▶ Teks Sumber
== == ==
3.4 Penerimaan dan Penolakan Hukuman Kebiri di Indonesia
Penetapan hukuman kebiri bagi pelaku kejahatan seksual melahirkan dua kubu yang saling bertentangan yakni kubu yang menerima dan kubu yang menolak. Kubu-kubu ini ada yang berjuang atas nama pribadi, ada juga yang menyuarakan pendapatnya secara bersama; mewakili sikap sebuah komunitas tertentu. Saya memilih dua komunitas besar dan berpengaruh terhadap pelaksanaan hukuman kebiri yakni Komnas Perlindungan Anak Indonesia (KPAI) sebagai kubu yang menerima dan Ikatan Dokter Indonesia (IDI) sebagai kubu yang menolak.
== == ==
Baris data anotasi kotak:
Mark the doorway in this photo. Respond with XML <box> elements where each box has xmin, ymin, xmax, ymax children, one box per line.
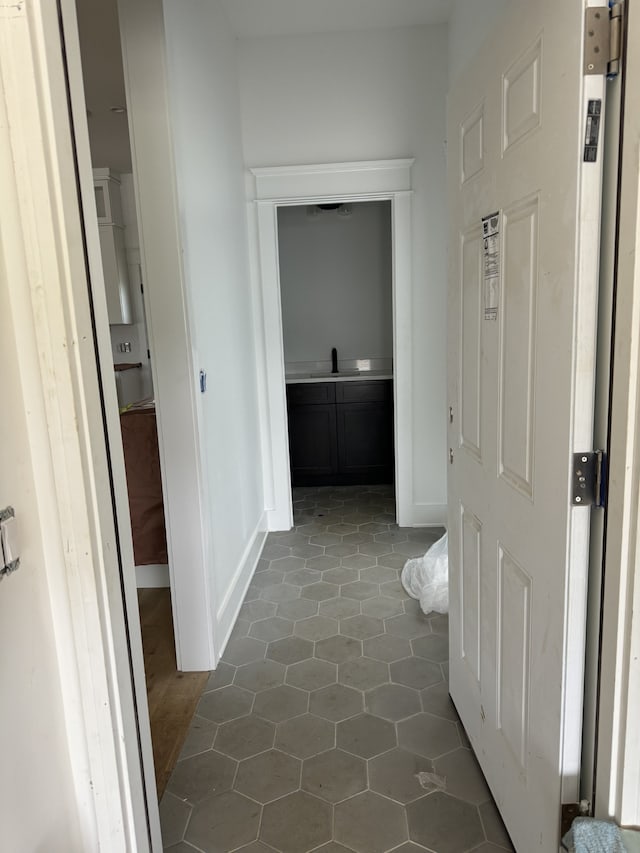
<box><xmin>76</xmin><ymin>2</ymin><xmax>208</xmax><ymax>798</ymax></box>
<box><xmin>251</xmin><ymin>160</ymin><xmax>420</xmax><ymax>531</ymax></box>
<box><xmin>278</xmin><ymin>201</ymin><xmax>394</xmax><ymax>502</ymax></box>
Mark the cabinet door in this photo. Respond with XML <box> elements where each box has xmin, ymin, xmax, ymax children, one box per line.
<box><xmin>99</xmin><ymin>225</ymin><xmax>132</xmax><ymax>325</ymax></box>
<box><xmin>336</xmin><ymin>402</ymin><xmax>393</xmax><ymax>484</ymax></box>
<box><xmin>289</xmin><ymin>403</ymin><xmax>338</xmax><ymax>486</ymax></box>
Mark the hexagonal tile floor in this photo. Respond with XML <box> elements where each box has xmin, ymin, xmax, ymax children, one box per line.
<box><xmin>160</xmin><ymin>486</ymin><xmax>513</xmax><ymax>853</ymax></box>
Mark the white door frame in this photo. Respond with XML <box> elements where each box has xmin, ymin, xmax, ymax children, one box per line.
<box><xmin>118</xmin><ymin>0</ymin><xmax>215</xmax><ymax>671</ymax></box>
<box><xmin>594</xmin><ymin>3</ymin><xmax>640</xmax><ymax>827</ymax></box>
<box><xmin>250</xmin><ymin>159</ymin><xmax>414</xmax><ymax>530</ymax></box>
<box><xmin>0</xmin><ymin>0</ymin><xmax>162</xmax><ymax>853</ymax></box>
== == ==
▶ Petunjuk Latihan
[1] Dalam teks tentang hukuman kebiri, komunitas apa yang dipilih sebagai kubu yang menolak?
[2] Tuliskan kembali bagian teks tentang hukuman kebiri mulai dari "3.4 Penerimaan dan" sampai dengan "sebagai kubu yang menolak.".

▶ Hasil Latihan
[1] Ikatan Dokter Indonesia (IDI).

[2]
3.4 Penerimaan dan Penolakan Hukuman Kebiri di Indonesia
Penetapan hukuman kebiri bagi pelaku kejahatan seksual melahirkan dua kubu yang saling bertentangan yakni kubu yang menerima dan kubu yang menolak. Kubu-kubu ini ada yang berjuang atas nama pribadi, ada juga yang menyuarakan pendapatnya secara bersama; mewakili sikap sebuah komunitas tertentu. Saya memilih dua komunitas besar dan berpengaruh terhadap pelaksanaan hukuman kebiri yakni Komnas Perlindungan Anak Indonesia (KPAI) sebagai kubu yang menerima dan Ikatan Dokter Indonesia (IDI) sebagai kubu yang menolak.